• WHAT YOU NEED TO DO:
Copy the lines from the one containing "Outline all occurrences of white plantation" to the one containing "[[109, 214, 142, 235], [285, 214, 304, 229]]", substituting "lampshade" for "lamp shade" and changing nothing else.

• RECORD SET:
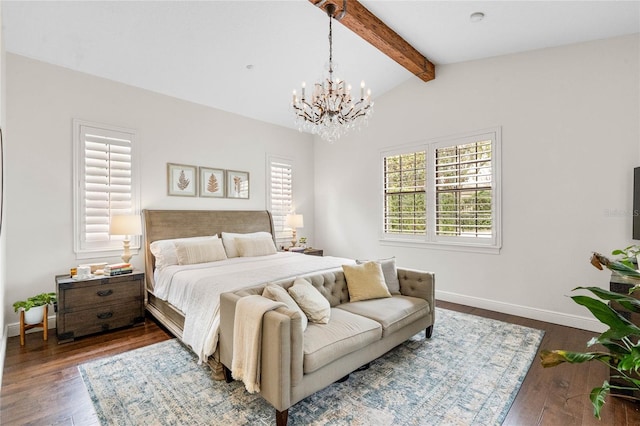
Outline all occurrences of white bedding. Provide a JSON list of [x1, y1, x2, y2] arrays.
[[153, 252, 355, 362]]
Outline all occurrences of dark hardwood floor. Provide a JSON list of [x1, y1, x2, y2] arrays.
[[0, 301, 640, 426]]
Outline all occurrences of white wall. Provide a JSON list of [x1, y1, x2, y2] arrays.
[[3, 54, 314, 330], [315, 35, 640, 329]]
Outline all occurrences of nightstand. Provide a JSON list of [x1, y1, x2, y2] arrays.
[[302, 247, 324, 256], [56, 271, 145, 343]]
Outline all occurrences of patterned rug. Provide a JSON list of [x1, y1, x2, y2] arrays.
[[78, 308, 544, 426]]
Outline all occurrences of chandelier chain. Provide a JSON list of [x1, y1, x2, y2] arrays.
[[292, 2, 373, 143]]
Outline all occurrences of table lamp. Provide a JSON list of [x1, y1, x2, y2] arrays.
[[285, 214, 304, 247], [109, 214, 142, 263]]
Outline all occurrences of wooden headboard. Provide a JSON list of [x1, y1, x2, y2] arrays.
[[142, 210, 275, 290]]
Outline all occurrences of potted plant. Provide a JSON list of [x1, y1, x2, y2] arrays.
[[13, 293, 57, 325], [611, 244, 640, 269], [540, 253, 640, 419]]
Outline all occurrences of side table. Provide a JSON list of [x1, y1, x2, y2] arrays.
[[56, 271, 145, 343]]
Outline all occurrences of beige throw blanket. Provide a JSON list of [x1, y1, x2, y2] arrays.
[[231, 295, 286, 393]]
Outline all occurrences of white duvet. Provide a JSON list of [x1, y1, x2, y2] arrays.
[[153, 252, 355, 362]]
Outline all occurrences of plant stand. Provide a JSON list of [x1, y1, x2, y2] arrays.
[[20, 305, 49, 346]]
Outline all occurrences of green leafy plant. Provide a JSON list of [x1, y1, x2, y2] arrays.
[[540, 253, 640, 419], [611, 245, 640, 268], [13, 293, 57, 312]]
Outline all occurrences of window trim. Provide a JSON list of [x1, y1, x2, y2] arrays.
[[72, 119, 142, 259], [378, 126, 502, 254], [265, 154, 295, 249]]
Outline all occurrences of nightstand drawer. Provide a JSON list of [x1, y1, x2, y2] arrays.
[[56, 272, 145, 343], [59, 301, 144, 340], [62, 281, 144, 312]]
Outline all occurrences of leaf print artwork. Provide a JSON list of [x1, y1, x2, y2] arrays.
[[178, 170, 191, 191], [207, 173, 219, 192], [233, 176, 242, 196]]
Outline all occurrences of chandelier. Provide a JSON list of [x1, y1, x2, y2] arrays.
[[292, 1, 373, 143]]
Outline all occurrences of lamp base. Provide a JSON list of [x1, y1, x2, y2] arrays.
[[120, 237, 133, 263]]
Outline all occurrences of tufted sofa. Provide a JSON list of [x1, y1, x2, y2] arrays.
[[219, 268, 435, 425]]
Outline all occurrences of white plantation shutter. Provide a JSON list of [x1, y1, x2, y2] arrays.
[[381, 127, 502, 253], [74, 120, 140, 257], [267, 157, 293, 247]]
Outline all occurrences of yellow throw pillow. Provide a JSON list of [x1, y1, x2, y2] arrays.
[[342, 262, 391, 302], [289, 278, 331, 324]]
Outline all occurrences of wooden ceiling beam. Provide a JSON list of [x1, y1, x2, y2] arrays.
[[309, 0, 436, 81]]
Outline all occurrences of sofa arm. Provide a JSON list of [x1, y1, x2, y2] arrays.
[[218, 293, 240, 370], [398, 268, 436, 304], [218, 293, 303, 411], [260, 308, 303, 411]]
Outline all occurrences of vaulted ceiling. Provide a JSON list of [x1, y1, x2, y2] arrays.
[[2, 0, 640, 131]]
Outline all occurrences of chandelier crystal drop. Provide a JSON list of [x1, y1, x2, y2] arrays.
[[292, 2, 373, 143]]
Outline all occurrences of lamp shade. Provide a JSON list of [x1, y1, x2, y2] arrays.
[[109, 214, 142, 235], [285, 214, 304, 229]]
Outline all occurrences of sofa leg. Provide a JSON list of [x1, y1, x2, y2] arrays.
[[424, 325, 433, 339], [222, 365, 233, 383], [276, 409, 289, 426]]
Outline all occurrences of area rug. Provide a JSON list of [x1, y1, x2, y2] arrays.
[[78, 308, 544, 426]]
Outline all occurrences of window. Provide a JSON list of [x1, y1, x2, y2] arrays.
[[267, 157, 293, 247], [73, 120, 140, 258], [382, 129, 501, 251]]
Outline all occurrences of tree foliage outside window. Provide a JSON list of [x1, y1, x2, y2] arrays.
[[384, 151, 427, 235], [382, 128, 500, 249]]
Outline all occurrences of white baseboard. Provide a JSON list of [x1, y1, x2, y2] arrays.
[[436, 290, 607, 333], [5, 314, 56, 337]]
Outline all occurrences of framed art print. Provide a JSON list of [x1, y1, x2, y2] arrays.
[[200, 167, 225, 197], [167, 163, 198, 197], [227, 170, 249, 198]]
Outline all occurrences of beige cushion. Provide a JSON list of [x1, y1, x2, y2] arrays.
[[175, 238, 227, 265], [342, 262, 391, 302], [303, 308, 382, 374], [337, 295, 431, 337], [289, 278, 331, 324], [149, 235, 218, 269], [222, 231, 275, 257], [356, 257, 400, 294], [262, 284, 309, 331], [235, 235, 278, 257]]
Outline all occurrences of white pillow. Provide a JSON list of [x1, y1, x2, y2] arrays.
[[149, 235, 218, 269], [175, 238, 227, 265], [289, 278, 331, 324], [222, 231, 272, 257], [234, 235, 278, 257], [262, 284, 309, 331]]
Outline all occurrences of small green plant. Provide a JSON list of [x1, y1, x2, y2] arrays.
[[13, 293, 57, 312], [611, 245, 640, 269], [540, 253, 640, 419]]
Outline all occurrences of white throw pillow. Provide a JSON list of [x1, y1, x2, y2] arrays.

...

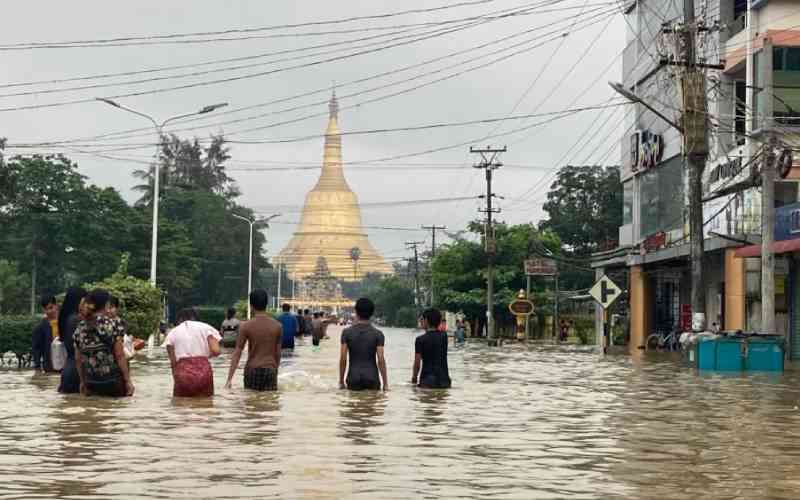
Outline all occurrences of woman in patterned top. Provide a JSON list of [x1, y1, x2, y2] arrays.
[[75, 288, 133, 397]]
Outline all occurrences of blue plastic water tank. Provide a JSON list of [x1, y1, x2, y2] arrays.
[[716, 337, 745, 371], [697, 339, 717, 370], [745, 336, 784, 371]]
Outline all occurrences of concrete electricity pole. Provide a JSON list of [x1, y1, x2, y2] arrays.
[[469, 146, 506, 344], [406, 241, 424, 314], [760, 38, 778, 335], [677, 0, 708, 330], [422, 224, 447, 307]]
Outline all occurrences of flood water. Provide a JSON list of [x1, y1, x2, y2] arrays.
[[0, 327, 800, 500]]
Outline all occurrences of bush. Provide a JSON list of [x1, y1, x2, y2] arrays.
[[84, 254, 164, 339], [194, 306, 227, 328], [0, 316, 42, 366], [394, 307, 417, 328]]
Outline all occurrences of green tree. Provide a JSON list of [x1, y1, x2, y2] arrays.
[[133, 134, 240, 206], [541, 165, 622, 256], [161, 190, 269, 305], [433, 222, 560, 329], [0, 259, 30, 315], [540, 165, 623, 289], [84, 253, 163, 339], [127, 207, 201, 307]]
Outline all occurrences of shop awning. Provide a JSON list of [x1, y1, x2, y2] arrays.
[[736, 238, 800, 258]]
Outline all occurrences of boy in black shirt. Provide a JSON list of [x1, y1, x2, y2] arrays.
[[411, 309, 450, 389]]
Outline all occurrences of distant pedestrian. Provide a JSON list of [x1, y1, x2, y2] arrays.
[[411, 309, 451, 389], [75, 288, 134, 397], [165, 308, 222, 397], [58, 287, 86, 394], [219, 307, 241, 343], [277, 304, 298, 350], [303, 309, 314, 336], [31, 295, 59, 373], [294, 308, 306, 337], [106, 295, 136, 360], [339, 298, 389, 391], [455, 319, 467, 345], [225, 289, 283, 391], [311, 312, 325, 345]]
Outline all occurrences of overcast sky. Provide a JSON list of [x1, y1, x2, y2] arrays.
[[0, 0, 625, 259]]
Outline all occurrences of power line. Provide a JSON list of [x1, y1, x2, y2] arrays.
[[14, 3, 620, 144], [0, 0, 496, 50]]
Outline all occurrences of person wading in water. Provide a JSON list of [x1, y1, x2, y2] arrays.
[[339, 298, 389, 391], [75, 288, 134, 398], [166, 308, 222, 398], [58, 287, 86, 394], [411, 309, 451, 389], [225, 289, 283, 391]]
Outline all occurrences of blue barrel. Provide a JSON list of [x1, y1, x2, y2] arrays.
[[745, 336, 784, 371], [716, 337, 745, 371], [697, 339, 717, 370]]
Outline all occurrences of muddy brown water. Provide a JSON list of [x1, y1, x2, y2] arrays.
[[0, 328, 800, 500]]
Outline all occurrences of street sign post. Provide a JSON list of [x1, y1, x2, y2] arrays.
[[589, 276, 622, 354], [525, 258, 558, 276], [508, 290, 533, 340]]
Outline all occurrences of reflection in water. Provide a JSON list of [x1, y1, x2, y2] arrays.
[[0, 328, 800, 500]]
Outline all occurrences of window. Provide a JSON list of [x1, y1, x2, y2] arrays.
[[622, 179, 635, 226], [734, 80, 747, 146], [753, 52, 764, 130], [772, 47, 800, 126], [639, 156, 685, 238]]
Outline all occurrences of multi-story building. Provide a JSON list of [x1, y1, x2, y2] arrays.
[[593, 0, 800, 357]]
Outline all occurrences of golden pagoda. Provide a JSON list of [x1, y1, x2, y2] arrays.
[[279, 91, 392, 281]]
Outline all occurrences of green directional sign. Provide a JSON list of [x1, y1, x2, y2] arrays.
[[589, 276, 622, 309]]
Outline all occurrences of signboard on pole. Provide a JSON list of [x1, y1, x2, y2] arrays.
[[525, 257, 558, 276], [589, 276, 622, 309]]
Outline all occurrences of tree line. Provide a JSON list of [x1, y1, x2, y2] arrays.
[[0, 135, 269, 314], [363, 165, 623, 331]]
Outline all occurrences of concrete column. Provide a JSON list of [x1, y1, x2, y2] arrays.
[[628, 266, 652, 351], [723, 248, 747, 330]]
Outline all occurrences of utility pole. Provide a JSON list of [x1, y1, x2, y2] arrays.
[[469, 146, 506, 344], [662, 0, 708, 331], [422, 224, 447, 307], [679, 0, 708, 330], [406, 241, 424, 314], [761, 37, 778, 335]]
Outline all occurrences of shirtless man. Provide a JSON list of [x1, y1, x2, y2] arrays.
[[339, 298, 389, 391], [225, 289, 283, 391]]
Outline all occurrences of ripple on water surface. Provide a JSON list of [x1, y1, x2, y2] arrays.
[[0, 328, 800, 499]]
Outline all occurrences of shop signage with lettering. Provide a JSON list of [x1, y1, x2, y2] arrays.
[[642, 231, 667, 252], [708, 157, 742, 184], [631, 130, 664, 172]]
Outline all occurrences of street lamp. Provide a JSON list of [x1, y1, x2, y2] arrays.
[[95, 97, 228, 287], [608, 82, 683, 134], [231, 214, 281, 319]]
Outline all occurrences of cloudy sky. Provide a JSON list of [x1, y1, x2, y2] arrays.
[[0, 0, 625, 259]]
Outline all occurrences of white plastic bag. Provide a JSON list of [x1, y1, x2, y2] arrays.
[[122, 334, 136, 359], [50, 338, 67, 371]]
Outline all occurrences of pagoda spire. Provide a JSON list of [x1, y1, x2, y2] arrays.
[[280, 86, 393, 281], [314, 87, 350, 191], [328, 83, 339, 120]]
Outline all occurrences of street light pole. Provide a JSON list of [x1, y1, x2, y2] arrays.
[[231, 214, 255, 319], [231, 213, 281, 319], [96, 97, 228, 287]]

• CORRECT RESPONSE:
Outline all occurrences of white plantation shutter. Provide a JSON list of [x1, y1, x2, y2] arrays.
[[381, 127, 502, 253], [74, 120, 140, 257], [267, 157, 293, 247]]
Outline all occurrences of yellow throw pillow. Provide a JSON list of [x1, y1, x2, y2] arrays.
[[342, 262, 391, 302], [289, 278, 331, 324]]
Outline all occurrences of wooden ceiling beam. Provide a JSON list of [x1, y1, x2, y2] arrays.
[[309, 0, 436, 81]]
Outline all occurrences of sofa arm. Provide a JSON list of [x1, y1, x2, y2] arrays.
[[218, 293, 240, 370], [398, 268, 436, 304], [218, 293, 303, 411], [260, 308, 303, 411]]
Outline all occurrences of vaulted ceiling. Provide a JSON list of [x1, y1, x2, y2] arrays.
[[2, 0, 640, 131]]
Outline all occurrences of chandelier crystal drop. Provide a JSON list of [x1, y1, x2, y2] arrays.
[[292, 2, 373, 143]]
Outline all occurrences of lampshade. Provide a JSON list of [x1, y1, x2, y2] arrays.
[[109, 214, 142, 235], [285, 214, 304, 229]]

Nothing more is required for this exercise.